The problem is how to estimate a target value. I found it simpler
to just try to obey what the host is asking for (and fail if not
possible) than trying to make the guest negotiate with the host.

> What does qemu do with this information?

There are two possible scenarios:

 1. The balloon driver is currently inflating when it gets under
    pressure

    QEMU resets "num_pages" to the current balloon size. This
    cancels the on-going inflate

 2. The balloon driver is not inflating, eg. it's possibly sleeping

   QEMU issues a deflate

But note that those scenarios are not supposed to be used with the
current device, they are part of the automatic ballooning feature.
I CC'ed you on the QEMU patch, you can find it here case you didn't
see it:

 http://marc.info/?l=kvm&m=138988966315690&w=2

> 
> Thanks,
> Rusty.
> 
> > The message virtqueue can be used by guests to notify the host about
> > important memory-related state changes in the guest. Currently, the
> > only implemented notification is the "guest is under pressure" one,
> > which informs the host that the guest is under memory pressure.
> >
> > This notification can be used to implement automatic memory ballooning
> > in the host. For example, once learning that the guest is under pressure,
> > the host could cancel an on-going inflate and/or start a deflate
> > operation.

### Written request 1
Copy the stretch of the ballooning thread from "The problem is" through "with this information?" word for word.
### Written request 2
Restate the paragraph of the ballooning thread that begins "The message virtqueue can be used by guests" in fewer words, keeping its main facts.
### Written request 3
Resume the ballooning thread after its final sentence and keep it going.
The listing has no role in any of this.

### Data rows

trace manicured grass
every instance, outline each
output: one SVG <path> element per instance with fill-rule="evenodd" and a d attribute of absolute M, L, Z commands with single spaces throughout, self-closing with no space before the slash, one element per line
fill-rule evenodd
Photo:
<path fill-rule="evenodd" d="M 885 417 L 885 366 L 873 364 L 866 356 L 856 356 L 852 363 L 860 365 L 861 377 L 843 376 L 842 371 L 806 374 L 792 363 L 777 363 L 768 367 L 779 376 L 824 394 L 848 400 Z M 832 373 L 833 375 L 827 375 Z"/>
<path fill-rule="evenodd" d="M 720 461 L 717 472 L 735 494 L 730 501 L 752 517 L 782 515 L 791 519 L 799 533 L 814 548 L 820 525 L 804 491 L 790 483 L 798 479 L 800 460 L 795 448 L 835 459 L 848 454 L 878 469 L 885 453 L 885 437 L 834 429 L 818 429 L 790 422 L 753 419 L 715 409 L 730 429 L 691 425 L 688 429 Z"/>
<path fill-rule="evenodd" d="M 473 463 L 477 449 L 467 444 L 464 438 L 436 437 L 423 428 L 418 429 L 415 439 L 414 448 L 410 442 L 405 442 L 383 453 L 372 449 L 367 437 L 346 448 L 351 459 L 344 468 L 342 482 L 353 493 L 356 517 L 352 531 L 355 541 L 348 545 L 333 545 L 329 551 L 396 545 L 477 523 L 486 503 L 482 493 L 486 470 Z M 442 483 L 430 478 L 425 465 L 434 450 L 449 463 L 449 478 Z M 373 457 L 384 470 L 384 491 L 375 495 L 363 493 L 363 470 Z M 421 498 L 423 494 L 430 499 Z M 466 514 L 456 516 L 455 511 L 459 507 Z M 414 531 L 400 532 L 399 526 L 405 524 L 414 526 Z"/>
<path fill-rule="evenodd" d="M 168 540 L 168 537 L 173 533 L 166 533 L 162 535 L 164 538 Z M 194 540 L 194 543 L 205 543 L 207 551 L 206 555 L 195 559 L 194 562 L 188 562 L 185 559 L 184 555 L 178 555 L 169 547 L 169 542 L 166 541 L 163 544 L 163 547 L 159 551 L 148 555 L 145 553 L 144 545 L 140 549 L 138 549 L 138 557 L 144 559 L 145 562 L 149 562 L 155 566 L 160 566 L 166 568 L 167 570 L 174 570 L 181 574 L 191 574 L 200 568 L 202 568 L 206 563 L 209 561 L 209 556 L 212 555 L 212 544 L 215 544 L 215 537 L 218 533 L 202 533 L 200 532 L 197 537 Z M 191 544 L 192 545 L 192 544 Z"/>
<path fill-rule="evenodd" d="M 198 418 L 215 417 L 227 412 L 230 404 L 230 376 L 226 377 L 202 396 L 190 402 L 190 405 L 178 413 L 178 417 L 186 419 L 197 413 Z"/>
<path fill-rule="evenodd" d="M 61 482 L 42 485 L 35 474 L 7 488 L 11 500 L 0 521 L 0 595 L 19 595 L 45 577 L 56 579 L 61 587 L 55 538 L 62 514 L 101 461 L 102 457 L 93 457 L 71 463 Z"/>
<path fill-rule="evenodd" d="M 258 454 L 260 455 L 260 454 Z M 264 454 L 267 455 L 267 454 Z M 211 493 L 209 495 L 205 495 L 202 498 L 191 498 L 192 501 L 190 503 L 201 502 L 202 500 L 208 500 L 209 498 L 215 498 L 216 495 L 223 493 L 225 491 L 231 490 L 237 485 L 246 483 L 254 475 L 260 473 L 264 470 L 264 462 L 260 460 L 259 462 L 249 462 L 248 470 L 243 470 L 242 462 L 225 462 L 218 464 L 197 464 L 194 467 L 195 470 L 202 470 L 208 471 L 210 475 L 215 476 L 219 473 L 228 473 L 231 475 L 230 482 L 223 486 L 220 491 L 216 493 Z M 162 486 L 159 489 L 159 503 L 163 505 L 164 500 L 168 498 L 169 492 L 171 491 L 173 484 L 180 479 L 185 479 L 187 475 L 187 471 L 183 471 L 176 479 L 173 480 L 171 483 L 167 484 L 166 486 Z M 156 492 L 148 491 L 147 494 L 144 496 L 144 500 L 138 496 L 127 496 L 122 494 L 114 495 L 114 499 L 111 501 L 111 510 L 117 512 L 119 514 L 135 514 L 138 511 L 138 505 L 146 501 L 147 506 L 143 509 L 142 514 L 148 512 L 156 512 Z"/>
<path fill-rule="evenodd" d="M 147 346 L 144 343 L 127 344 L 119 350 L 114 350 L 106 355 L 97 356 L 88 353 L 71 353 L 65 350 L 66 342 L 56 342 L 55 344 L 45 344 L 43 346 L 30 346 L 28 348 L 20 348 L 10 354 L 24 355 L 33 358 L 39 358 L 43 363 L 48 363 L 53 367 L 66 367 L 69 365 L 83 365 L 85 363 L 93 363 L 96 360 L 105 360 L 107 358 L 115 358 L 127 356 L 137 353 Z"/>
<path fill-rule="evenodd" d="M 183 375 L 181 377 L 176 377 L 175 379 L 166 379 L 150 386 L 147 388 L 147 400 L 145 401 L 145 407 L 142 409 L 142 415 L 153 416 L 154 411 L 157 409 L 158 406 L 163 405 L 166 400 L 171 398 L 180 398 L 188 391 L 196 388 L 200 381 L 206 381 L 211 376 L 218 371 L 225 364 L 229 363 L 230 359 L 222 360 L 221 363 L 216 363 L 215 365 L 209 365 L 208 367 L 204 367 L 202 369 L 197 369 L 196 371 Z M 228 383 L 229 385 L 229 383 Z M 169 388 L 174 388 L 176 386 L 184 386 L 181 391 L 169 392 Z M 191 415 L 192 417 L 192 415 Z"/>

### Task answer 1
The problem is how to estimate a target value. I found it simpler
to just try to obey what the host is asking for (and fail if not
possible) than trying to make the guest negotiate with the host.

> What does qemu do with this information?

### Task answer 2
Guests can use the message virtqueue to tell the host about important memory-related state changes. The only notification implemented so far is "guest is under pressure," which tells the host that the guest is under memory pressure.

### Task answer 3
> >
> > Doing this through a virtqueue might seem like overkill, as all
> > we're doing is to transfer an integer between guest and host. However,
> > using a virtqueue offers the following advantages:
> >
> >  1. We can realibly synchronize host and guest. That is, the guest
> >     will only continue once the host acknowledges the notification.
> >     This is important, because if the guest gets under pressure while
> >     inflating the balloon, it has to stop to give the host a chance
> >     to reset "num_pages" (see next commit)
> >
> >  2. It's extensible. We may (or may not) want to tell the host
> >     which pressure level the guest finds itself in (ie. low,
> >     medium or critical)
> >
> > The lightweight alternative is to use a configuration space parameter.
> > For this to work though, the guest would have to wait the for host
> > to acknowloedge the receipt of a configuration change update. I could
> > try this if the virtqueue is too overkill.
> >
> > Finally, the guest learns it's under pressure by registering a
> > callback with the in-kernel vmpressure API.
> >
> > FIXMEs:
> >
> >  - vmpressure API is missing an de-registration routine
> >  - not completely sure my changes in virtballoon_probe() are correct
> >
> > Signed-off-by: Luiz capitulino <lcapitulino@redhat.com>
> > ---
> >  drivers/virtio/virtio_balloon.c     | 93 +++++++++++++++++++++++++++++++++----
> >  include/uapi/linux/virtio_balloon.h |  1 +
> >  2 files changed, 84 insertions(+), 10 deletions(-)
> >
> > diff --git a/drivers/virtio/virtio_balloon.c b/drivers/virtio/virtio_balloon.c
> > index 5c4a95b..1c3ee71 100644
> > --- a/drivers/virtio/virtio_balloon.c
> > +++ b/drivers/virtio/virtio_balloon.c
> > @@ -29,6 +29,9 @@
> >  #include <linux/module.h>
> >  #include <linux/balloon_compaction.h>
> >  
> > +#include <linux/cgroup.h>
> > +#include <linux/vmpressure.h>
> > +
> >  /*
> >   * Balloon device works in 4K page units.  So each page is pointed to by
> >   * multiple balloon pages.  All memory counters in this driver are in balloon
> > @@ -37,10 +40,12 @@
> >  #define VIRTIO_BALLOON_PAGES_PER_PAGE (unsigned)(PAGE_SIZE >> VIRTIO_BALLOON_PFN_SHIFT)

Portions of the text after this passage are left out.